Referring expression pointing data:
────────────────────────────────────────

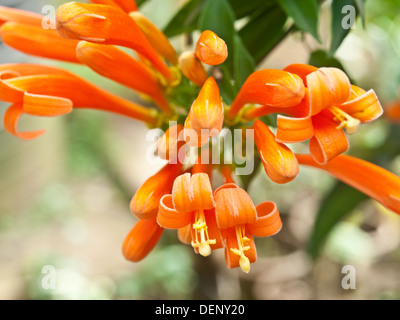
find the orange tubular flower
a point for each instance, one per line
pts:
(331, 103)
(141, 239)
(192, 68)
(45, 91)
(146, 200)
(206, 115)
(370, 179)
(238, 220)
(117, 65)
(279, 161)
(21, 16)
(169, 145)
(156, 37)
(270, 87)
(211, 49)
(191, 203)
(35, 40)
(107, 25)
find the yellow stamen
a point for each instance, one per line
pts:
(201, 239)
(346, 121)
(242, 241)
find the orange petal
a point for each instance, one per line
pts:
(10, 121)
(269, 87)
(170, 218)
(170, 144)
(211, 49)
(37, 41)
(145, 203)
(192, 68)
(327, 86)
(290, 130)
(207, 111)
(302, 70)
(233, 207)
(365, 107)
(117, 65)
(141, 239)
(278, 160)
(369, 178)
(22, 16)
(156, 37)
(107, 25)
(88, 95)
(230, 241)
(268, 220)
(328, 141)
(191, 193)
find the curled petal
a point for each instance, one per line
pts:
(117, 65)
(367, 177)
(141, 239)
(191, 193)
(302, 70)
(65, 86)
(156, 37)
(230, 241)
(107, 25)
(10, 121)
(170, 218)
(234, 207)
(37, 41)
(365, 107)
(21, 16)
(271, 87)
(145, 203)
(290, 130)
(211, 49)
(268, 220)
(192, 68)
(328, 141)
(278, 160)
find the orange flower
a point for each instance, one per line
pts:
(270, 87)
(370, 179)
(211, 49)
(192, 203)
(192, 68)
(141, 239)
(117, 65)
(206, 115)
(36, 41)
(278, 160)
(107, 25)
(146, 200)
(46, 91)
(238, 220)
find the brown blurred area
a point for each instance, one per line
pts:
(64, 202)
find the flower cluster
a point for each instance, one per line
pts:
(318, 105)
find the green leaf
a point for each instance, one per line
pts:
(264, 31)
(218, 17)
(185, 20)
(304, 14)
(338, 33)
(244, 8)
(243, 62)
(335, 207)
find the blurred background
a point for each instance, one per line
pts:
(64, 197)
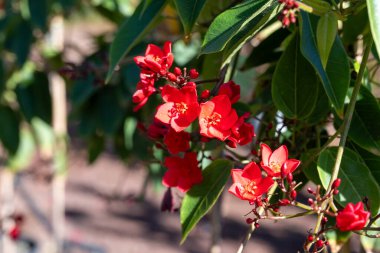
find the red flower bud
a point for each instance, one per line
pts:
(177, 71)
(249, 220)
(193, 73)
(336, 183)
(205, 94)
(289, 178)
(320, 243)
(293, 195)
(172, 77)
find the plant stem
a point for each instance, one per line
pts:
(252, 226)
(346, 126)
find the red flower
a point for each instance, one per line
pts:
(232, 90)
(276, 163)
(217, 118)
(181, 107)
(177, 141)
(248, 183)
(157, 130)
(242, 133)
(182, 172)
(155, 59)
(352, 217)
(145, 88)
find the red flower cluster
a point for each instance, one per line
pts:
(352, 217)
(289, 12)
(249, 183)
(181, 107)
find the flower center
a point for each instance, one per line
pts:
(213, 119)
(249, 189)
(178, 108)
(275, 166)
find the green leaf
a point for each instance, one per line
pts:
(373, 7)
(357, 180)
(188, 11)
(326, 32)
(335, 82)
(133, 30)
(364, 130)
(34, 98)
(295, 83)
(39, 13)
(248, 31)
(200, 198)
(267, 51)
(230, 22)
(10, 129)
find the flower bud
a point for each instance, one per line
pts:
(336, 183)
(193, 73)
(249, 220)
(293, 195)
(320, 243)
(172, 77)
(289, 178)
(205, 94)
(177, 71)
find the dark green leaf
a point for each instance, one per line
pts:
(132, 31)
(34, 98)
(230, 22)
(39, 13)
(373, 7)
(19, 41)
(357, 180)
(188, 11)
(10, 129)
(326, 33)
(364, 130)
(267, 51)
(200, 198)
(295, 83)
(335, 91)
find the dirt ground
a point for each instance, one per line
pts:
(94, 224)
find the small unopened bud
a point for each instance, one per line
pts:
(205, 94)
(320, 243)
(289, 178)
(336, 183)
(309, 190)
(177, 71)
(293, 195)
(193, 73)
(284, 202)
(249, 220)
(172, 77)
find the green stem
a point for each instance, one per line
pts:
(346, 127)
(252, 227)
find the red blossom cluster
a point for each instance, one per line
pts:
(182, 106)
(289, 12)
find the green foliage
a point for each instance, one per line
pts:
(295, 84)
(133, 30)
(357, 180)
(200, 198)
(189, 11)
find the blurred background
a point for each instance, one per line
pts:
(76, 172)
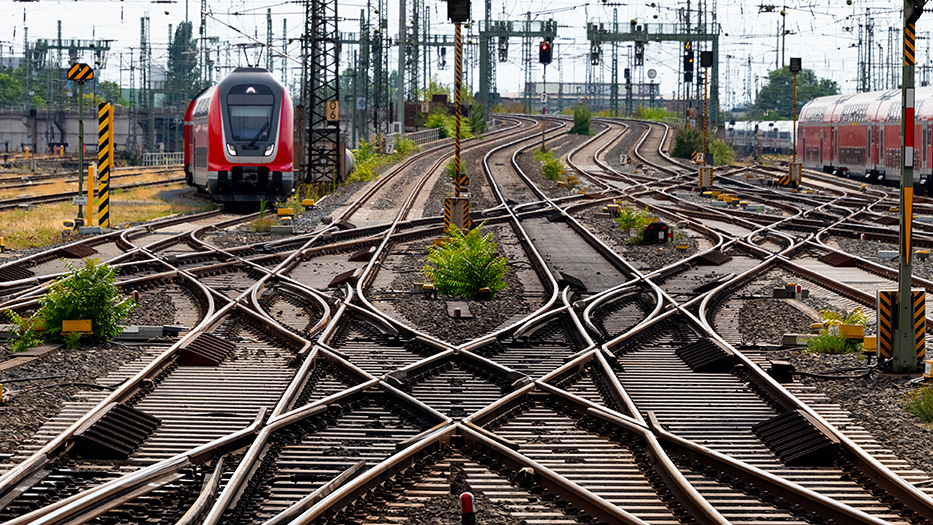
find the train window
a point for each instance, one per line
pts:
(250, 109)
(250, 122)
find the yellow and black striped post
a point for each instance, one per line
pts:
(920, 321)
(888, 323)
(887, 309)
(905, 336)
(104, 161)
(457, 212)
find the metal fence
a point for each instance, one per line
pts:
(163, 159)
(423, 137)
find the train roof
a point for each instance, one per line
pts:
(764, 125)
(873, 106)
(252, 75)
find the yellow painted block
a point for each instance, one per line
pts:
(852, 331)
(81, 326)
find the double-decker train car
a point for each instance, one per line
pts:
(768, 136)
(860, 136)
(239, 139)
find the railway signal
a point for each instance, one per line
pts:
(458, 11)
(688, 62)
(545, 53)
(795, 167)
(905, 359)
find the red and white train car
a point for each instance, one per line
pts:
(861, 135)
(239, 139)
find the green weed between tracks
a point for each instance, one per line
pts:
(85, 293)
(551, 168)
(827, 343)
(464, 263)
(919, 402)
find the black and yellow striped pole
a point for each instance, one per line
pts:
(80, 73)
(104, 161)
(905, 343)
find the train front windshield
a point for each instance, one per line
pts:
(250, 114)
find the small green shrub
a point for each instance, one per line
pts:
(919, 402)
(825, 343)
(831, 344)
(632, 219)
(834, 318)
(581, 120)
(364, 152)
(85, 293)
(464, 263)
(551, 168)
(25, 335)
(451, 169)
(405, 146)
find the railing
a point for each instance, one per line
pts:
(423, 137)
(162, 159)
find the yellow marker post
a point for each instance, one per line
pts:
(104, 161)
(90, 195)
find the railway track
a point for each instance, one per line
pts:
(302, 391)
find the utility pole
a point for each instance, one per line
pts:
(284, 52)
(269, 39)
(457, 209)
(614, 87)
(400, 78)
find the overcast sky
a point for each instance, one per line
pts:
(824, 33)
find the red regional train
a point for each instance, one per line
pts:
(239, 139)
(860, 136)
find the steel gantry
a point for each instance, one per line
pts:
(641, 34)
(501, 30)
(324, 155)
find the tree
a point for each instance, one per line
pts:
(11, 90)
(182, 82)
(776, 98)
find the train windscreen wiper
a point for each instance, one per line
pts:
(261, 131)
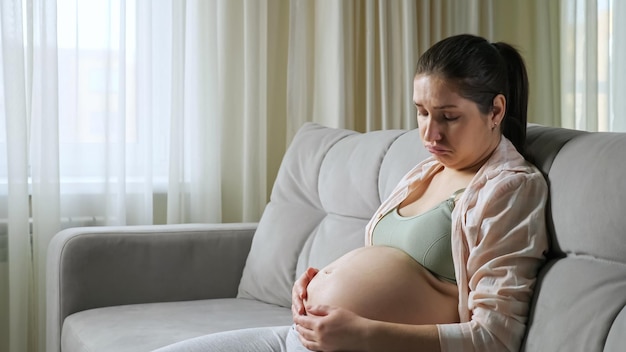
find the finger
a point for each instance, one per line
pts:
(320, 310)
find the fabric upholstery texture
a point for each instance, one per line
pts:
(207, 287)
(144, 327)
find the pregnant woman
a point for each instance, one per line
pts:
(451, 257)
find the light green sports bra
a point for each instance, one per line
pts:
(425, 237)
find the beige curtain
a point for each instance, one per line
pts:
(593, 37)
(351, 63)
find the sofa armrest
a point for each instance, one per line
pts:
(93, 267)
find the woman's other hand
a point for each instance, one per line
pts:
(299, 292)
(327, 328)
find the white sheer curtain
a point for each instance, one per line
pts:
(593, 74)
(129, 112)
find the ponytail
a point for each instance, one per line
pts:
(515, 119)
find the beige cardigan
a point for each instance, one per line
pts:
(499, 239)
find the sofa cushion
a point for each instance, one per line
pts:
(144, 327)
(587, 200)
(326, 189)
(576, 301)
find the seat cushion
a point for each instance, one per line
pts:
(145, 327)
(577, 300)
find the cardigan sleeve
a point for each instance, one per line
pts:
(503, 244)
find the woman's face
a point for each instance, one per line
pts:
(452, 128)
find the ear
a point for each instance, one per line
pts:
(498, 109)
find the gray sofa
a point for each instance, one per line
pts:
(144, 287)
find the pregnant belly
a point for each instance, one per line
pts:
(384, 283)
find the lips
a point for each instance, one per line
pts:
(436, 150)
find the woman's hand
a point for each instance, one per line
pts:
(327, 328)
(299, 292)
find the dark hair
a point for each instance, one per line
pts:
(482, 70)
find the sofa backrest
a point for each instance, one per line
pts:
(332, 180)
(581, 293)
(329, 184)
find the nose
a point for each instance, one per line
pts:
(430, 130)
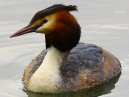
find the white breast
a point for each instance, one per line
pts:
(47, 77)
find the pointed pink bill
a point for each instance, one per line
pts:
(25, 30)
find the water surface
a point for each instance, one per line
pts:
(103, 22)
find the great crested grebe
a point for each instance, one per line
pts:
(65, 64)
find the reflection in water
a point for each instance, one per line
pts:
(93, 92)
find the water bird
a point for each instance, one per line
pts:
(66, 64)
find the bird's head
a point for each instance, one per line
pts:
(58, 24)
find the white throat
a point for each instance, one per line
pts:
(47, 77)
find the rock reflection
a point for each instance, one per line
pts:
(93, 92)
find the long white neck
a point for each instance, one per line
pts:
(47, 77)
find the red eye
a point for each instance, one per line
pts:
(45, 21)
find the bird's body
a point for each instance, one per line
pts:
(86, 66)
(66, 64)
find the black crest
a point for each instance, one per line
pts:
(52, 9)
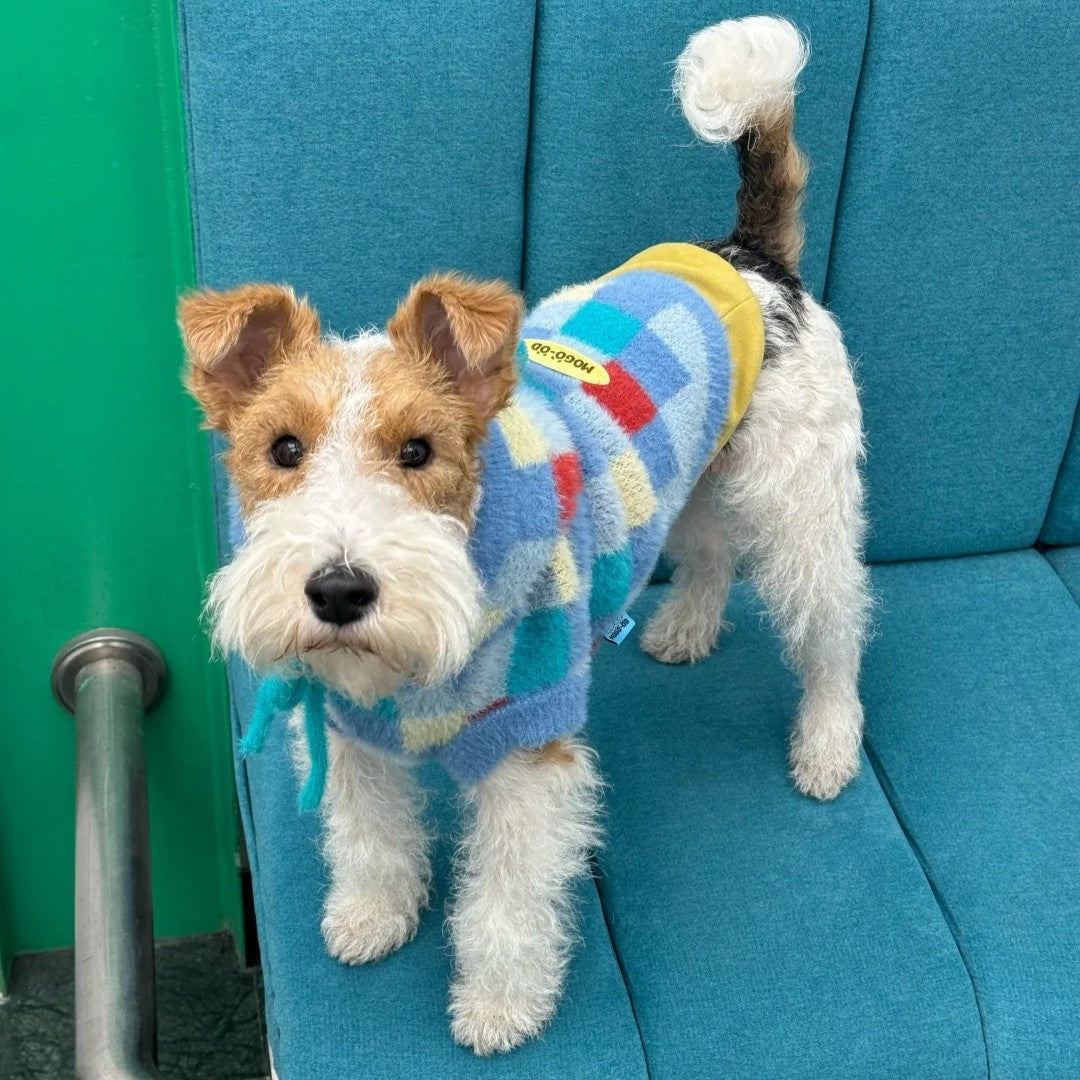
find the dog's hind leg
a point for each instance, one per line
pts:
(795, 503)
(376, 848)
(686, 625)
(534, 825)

────────────────────────────────────────

**Action item:** Out of the entries, pull every line that mentions "water".

**Solution:**
find the water surface
find the reflection in water
find the water bird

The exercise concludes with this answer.